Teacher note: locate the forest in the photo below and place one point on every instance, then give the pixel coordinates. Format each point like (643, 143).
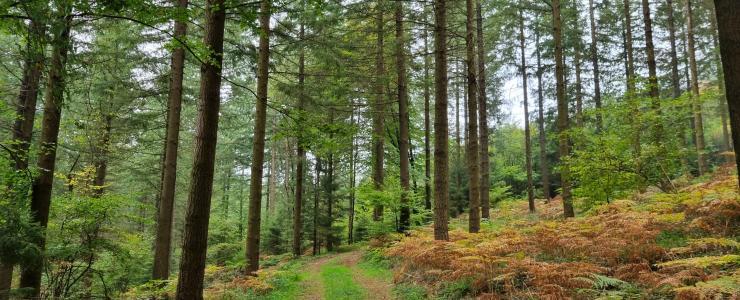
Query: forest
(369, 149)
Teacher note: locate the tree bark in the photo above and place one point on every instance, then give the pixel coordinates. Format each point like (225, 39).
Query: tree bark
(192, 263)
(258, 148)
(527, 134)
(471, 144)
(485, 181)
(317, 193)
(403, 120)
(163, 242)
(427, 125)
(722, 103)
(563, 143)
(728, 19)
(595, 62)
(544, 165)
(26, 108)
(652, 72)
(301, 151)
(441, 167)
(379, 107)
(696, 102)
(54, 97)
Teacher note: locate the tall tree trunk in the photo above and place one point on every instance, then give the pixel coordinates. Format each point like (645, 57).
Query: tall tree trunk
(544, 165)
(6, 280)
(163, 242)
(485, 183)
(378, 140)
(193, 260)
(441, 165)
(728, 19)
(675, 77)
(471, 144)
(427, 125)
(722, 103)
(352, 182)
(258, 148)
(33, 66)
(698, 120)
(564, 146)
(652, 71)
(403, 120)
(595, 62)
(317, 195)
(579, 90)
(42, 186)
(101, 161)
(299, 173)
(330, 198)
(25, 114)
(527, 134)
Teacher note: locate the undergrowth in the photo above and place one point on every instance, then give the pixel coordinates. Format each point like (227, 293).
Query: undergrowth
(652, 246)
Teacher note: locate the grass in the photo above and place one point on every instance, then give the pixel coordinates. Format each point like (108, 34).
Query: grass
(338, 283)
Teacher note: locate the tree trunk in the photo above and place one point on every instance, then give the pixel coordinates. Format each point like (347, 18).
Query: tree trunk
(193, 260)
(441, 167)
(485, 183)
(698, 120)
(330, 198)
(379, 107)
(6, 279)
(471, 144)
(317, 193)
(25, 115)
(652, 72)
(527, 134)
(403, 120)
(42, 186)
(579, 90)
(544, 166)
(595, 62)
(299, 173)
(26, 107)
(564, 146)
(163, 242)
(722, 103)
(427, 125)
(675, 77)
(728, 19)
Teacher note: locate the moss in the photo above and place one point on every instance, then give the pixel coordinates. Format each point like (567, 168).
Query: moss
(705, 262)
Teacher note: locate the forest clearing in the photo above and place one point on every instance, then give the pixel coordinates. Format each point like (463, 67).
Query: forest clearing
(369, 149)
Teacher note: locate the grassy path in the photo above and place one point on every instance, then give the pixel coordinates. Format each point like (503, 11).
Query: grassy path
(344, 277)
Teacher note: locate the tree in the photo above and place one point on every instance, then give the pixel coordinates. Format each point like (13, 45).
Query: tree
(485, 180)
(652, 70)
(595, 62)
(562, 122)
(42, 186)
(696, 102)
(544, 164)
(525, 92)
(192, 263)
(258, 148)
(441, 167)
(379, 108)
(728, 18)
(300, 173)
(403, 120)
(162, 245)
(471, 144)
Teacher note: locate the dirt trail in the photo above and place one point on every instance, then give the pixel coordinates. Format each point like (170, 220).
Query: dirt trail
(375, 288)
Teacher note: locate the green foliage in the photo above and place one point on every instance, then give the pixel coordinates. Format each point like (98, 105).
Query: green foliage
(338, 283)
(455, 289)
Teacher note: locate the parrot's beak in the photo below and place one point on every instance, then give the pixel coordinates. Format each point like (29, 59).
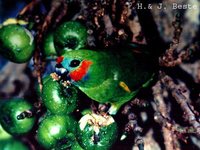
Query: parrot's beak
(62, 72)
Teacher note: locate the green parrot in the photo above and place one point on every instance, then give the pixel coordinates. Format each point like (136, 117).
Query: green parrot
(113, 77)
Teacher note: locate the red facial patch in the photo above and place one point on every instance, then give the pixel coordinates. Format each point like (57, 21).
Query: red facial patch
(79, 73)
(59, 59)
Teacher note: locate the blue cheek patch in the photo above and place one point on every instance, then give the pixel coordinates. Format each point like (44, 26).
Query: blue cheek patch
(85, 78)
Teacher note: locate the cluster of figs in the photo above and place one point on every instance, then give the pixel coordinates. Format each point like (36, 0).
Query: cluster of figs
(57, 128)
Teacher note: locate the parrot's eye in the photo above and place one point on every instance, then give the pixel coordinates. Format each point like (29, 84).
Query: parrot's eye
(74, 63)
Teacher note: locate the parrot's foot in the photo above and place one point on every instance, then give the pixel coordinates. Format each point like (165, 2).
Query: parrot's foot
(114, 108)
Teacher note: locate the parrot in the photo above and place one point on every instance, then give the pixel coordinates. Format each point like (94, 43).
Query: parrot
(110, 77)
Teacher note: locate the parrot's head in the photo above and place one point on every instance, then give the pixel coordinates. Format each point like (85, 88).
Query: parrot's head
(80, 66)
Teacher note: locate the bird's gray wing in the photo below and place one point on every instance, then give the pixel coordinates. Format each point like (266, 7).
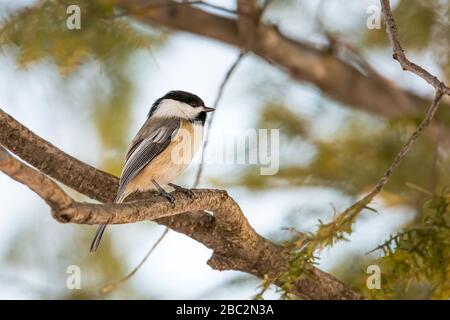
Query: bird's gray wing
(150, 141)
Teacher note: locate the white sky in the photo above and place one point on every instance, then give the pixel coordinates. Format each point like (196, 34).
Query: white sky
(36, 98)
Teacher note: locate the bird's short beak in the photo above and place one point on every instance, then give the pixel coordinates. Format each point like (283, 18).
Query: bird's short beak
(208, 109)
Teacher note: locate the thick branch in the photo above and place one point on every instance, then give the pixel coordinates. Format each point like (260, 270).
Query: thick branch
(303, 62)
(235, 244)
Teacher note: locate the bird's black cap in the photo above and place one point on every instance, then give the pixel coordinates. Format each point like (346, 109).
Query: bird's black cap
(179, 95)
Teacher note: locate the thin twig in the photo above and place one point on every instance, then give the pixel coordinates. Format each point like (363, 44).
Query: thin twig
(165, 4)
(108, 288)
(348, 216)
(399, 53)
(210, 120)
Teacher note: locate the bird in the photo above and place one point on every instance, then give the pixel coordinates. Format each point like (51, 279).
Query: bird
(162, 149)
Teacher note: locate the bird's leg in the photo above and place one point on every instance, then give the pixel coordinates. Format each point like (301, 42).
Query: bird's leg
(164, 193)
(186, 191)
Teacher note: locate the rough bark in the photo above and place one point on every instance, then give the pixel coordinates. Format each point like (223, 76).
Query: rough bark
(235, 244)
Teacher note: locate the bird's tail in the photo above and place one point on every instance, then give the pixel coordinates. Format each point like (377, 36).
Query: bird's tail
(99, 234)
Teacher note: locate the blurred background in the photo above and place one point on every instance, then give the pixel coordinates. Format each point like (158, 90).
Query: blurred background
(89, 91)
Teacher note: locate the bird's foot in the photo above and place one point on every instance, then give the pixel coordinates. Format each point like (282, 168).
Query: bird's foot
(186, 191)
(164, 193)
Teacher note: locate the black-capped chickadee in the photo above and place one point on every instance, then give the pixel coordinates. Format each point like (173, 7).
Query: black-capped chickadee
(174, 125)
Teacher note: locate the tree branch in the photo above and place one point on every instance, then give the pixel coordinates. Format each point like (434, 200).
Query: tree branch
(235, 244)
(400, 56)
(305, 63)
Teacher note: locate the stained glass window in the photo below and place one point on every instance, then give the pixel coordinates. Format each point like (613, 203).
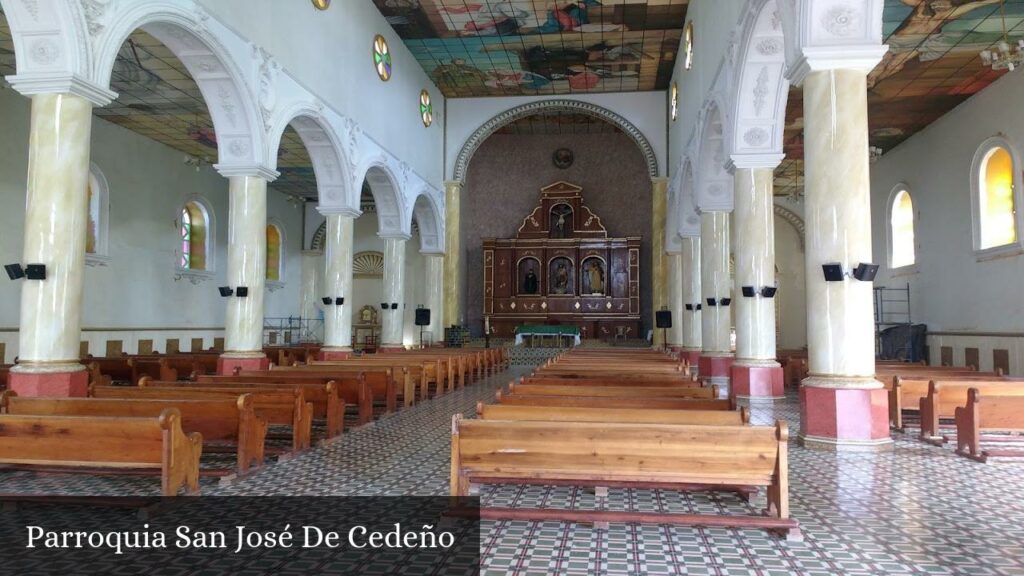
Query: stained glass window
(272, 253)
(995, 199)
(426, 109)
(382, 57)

************

_TO DO_
The records above are to be reproduced exactly; the pictures are to be left out.

_CORRECT RESPONSE_
Teacher note: locate the forest in the photo below and place one point on every instance, then give the pixel coordinates. Format each point like (643, 143).
Query: forest
(369, 149)
Teacher note: locate the tree bark in the photo above and place one point on every instance, then give the pixel coordinates. Format each point like (225, 39).
Query: tree bark
(192, 263)
(258, 148)
(527, 134)
(471, 144)
(485, 181)
(317, 193)
(403, 120)
(163, 242)
(427, 125)
(722, 103)
(563, 143)
(728, 19)
(595, 62)
(544, 165)
(26, 108)
(652, 72)
(301, 151)
(441, 167)
(379, 107)
(696, 102)
(54, 97)
Teacher note: locate the tall tree trunk in the photo above and place one point on every instance, then give the pixel coordinates. Format each point like (645, 57).
Query: tall tree trunk
(544, 165)
(6, 280)
(163, 242)
(485, 183)
(378, 140)
(193, 260)
(441, 165)
(728, 19)
(675, 77)
(471, 144)
(427, 125)
(722, 103)
(352, 182)
(258, 148)
(33, 66)
(698, 120)
(564, 146)
(652, 71)
(403, 120)
(595, 62)
(317, 195)
(579, 90)
(42, 186)
(101, 161)
(299, 173)
(330, 198)
(25, 114)
(527, 134)
Teacher note: locate the undergrowth in the photo above and place one point on every instance, then give the pixel coordinates. Format each point like (227, 293).
Query: undergrowth
(652, 246)
Teacher note: locate the grass in the photo above and place one point on every instance, then give the pixel coordinates. Format each point like (108, 34).
Query: grass
(338, 283)
Teacher note: locate the tree trunk in the photo above and place one point on every instance, then give the pixel coordinates. Format each point like (347, 18).
Query: tree trunk
(193, 260)
(441, 167)
(485, 183)
(698, 120)
(330, 198)
(379, 107)
(6, 279)
(471, 144)
(317, 193)
(25, 115)
(652, 72)
(527, 134)
(403, 120)
(42, 186)
(579, 90)
(544, 166)
(595, 62)
(299, 173)
(26, 107)
(564, 146)
(163, 242)
(722, 103)
(427, 125)
(675, 77)
(728, 19)
Teacher note: locate the moss in the photo above and place one point on every instance, then give the pixel coordinates. Format each point like (567, 168).
Query: moss
(705, 262)
Teacher note: locate the forest clearing in the photo above and place one point on every instance, then give the pixel coordinates. Format each point like (463, 67).
Query: forest clearing
(369, 149)
Teacher note: locate the grassy path in the photo above and place one point on every instance, then give the pixel coordinates. Format each point like (503, 11).
Query: grassy path
(344, 277)
Teacher note: locate the tree in the photo above and place one point on every instance, then give the pixel coordinates. Format each point like (13, 45).
Query: tree
(485, 180)
(652, 70)
(595, 62)
(562, 122)
(42, 186)
(696, 102)
(544, 164)
(525, 92)
(192, 263)
(258, 148)
(441, 167)
(379, 108)
(728, 18)
(300, 173)
(403, 120)
(162, 245)
(471, 144)
Teacher note: locate the dirt trail in the photo above and place one point on every instance, then give the pixel coordinates. Format each point like (170, 220).
Query: dirt trail
(375, 288)
Teacher note: locate the green foliage in the photo above and place one point on every instance, then give the pixel coordinates. Format each point like (98, 105).
Query: green foliage
(338, 283)
(455, 289)
Teacher note: locate the parrot's beak in the photo below and place one point on every instance, then give the pixel coordinates. Format each point like (29, 59).
Query: parrot's beak
(62, 72)
Teacher note: locate the green parrot in the photo above and place one point on every instance, then give the pixel coordinates. Format each point like (136, 117).
Query: green parrot
(113, 77)
Teacher note: locate the red facial patch in the photo above and place one point on every instance, then give the pixel coordinates. Format each point like (57, 21).
Query: red facial patch
(79, 73)
(59, 59)
Teacher note: locate the blue cheek patch in the photo above and place one point on every instance, then give the pixel coordinates. Format each point like (44, 26).
Query: blue cheek patch
(85, 78)
Teacher note: locate the cluster of figs in the photo above and place one point on every instance, then give the pixel coordinates. Format each point like (36, 0).
Query: cluster of figs
(57, 128)
Teacher note: locate the parrot's eye in the photo above and place one point on every instance, then give the pixel coordinates. Format each point like (29, 84).
Query: parrot's eye
(74, 63)
Teacher note: locate the parrot's foot in the photo above and place one point on every instance, then give the pixel coordinates. Format each point like (165, 2).
Query: parrot's foot
(114, 108)
Teacher note: locate the parrot in the photo above and place one point on every instance, then give the pixel coordinates. Format each point like (94, 43).
Query: parrot
(110, 77)
Teacher note: locate the parrot's head in the photo above and place one point on every instance, then give the pixel coordinates. Format each point like (85, 88).
Query: parrot's head
(80, 66)
Teacher note: locate the bird's gray wing in the photo below and place one point on every instance, then give the pixel coordinates. Format each point like (266, 7).
Query: bird's gray wing
(150, 141)
Teacher note: locate the white sky in the photo above and place one point on every instance, then give the pixel coordinates. Format each point like (196, 34).
Query: white sky
(36, 98)
Teacher note: locate the bird's short beak in the photo above and place one point on every instance, then give the pixel coordinates. Format each point like (283, 18).
Query: bird's short beak
(208, 109)
Teacher note: locate the thick branch in the photo above and place one point on every instance, then give the pixel coordinates. Format each point like (260, 270).
Query: thick branch
(303, 62)
(235, 244)
Teacher note: locate the bird's black cap in the photo above and place one point on every instance, then give the pixel coordinates. Format each point like (346, 109).
Query: bird's black cap
(179, 95)
Teacher note: locate the thin twig in the photo above and place one point on every instance, then give the pixel coordinates. Format each point like (363, 44).
Query: thin twig
(165, 4)
(108, 288)
(348, 216)
(399, 53)
(210, 120)
Teacher note: locate the bird in the photo above and place one point on every instance, then give the pixel coordinates. Format each point like (51, 279).
Query: bird
(162, 149)
Teacher note: locate the bird's leg in the photo above and place one point on every instance, then give the pixel coordinates. Format each point like (301, 42).
Query: bird's leg
(164, 193)
(186, 191)
Teacher note: locate the rough bark in the photo above and place one point on every instance, then give the pixel coordinates. Format each point like (223, 76).
Query: rough bark
(235, 244)
Teacher note: locate the bird's tail in the photo above and place one point on every instance, then give the pixel coordinates. Format each point like (377, 36).
Query: bird's tail
(99, 234)
Teacher note: locate the blurred background in the photo above and place one point on every instance, then give the pixel coordinates. Format each point like (158, 90).
Query: blurred background
(89, 91)
Teacher note: locate the bird's foot in the photo above and place one point on every instance, then give the pixel coordinates. Format each point like (282, 168).
Query: bird's foot
(186, 191)
(164, 193)
Teacher note: locate the black-capped chickadee in the photo above and place one point on every instance, then give the pixel coordinates. Format each point like (173, 7).
Query: black-capped chickadee
(174, 125)
Teacher note: locate the tree branch in the photo above and place one point on every instance, then give the pixel coordinates. Format each point like (434, 200).
Query: tree branch
(235, 244)
(400, 56)
(305, 63)
Teacher note: locate the stained glass window in the photo below and place one point on every instance, then give the pixel coordinates. Format each point like (613, 203).
Query: stained glass window
(272, 253)
(995, 199)
(426, 109)
(382, 57)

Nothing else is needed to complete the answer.